Problem requirements:
Could you give these lines again with every "segmenter" replaced by "annotator" and nothing else changed?

Records shown:
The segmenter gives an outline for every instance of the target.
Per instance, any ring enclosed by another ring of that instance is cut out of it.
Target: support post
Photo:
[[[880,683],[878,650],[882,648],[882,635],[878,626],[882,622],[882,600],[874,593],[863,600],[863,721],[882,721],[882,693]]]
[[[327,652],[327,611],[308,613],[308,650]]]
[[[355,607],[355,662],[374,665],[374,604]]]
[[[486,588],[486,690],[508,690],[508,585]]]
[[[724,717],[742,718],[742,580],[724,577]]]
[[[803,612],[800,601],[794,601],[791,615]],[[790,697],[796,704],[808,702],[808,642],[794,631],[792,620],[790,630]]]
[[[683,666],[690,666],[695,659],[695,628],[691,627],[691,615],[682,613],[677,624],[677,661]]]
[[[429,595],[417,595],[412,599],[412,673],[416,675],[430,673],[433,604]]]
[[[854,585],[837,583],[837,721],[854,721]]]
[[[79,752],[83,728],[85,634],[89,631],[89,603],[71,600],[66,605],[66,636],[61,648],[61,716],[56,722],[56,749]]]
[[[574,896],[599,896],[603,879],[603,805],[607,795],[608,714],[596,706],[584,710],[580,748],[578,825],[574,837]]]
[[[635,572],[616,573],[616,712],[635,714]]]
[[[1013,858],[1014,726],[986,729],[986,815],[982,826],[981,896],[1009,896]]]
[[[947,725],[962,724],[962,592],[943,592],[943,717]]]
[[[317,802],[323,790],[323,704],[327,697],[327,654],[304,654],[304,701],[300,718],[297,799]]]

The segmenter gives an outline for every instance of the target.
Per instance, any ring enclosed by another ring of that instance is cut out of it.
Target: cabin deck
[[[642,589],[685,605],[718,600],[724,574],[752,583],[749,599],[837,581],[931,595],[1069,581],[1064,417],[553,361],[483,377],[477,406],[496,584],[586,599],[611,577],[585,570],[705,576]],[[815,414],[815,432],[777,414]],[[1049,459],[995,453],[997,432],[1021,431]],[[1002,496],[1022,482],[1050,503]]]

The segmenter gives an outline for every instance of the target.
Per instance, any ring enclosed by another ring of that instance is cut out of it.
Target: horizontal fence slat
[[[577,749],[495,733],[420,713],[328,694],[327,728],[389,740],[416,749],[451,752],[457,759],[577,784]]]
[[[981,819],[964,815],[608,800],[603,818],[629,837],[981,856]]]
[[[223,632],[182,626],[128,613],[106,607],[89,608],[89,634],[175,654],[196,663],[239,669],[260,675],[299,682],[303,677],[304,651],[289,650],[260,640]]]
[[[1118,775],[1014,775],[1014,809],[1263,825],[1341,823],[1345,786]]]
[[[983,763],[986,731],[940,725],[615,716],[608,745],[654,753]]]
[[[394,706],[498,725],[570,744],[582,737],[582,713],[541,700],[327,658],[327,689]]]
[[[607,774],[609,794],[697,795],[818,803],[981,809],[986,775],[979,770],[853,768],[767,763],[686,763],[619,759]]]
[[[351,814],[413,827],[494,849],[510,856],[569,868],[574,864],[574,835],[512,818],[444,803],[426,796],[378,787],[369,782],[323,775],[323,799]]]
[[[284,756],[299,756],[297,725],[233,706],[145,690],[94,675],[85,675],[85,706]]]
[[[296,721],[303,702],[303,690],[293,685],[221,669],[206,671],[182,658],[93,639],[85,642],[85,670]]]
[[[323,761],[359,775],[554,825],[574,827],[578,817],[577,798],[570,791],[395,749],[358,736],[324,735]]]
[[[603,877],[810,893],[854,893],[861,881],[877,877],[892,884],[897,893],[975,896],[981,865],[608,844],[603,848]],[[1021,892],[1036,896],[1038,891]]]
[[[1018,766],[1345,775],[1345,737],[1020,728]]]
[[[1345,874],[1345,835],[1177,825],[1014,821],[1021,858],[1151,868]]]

Finished exercise:
The annotator gives an outline for every instance of the target.
Per instance, any ring enclosed by another ring of that instance is cut out of it.
Target: support post
Photo:
[[[880,683],[878,650],[882,648],[882,635],[878,626],[882,622],[882,600],[874,593],[863,600],[863,721],[882,721],[882,693]]]
[[[327,652],[327,611],[308,613],[308,650]]]
[[[355,607],[355,662],[374,665],[374,604]]]
[[[486,588],[486,690],[508,690],[508,585]]]
[[[724,717],[742,718],[742,580],[724,577]]]
[[[803,612],[800,601],[794,601],[791,615]],[[790,697],[796,704],[808,702],[808,642],[794,631],[792,620],[790,630]]]
[[[683,666],[690,666],[695,659],[695,628],[691,627],[691,615],[682,613],[677,624],[677,661]]]
[[[429,595],[417,595],[412,599],[412,673],[416,675],[430,673],[433,604]]]
[[[854,585],[837,583],[837,721],[854,721]]]
[[[79,752],[83,728],[85,634],[89,631],[89,603],[71,600],[66,605],[66,636],[61,648],[61,716],[56,722],[56,749]]]
[[[574,896],[599,896],[603,879],[603,805],[607,795],[608,714],[596,706],[584,710],[580,748],[578,825],[574,837]]]
[[[635,572],[616,573],[616,712],[635,714]]]
[[[1013,858],[1014,726],[986,729],[986,815],[982,826],[981,896],[1009,896]]]
[[[947,725],[962,724],[962,592],[943,592],[943,717]]]
[[[317,802],[323,790],[323,704],[327,697],[327,654],[304,654],[304,701],[300,718],[297,799]]]

The annotator gives an outline for every instance of the target.
Per instance, any ring enclosed by another ring of that instance is cut out of it.
Target: cabin deck
[[[642,589],[685,605],[718,600],[724,574],[752,583],[749,599],[837,581],[931,595],[1069,581],[1064,417],[553,361],[483,377],[477,406],[496,584],[586,599],[611,577],[585,570],[705,576]],[[815,414],[815,432],[777,414]],[[1049,459],[995,453],[997,432],[1021,431]],[[1002,496],[1022,482],[1050,503]]]

The annotator gives an outline for every instance of the target.
Per instance, any ring enclosed by another ring of that instance is cut out of it.
Target: horizontal fence slat
[[[577,749],[495,733],[420,713],[328,694],[327,728],[389,740],[416,749],[451,752],[457,759],[577,784]]]
[[[981,819],[964,815],[608,800],[603,818],[629,837],[981,856]]]
[[[223,632],[182,626],[128,613],[106,607],[89,608],[89,634],[175,654],[196,663],[239,669],[260,675],[299,682],[303,677],[304,651],[289,650],[260,640]]]
[[[1118,775],[1014,775],[1014,809],[1263,825],[1341,823],[1345,786]]]
[[[983,763],[986,731],[940,725],[615,716],[608,745],[654,753]]]
[[[394,706],[498,725],[570,744],[582,737],[582,713],[541,700],[327,658],[327,689]]]
[[[607,774],[609,794],[697,795],[818,803],[981,809],[986,775],[979,770],[853,768],[767,763],[686,763],[619,759]]]
[[[351,814],[413,827],[494,849],[510,856],[569,868],[574,864],[574,835],[512,818],[444,803],[426,796],[378,787],[369,782],[323,775],[323,799]]]
[[[284,756],[299,756],[297,725],[233,706],[145,690],[94,675],[85,675],[85,706]]]
[[[296,721],[303,702],[303,690],[293,685],[221,669],[206,671],[182,658],[93,639],[85,642],[85,670]]]
[[[323,761],[359,775],[554,825],[574,827],[578,817],[577,798],[570,791],[395,749],[358,736],[324,735]]]
[[[603,877],[810,893],[854,893],[861,881],[877,877],[892,884],[897,893],[975,896],[981,865],[608,844],[603,848]],[[1021,892],[1036,896],[1038,891]]]
[[[1018,766],[1345,775],[1345,737],[1020,728]]]
[[[1345,874],[1345,835],[1177,825],[1014,821],[1021,858],[1151,868]]]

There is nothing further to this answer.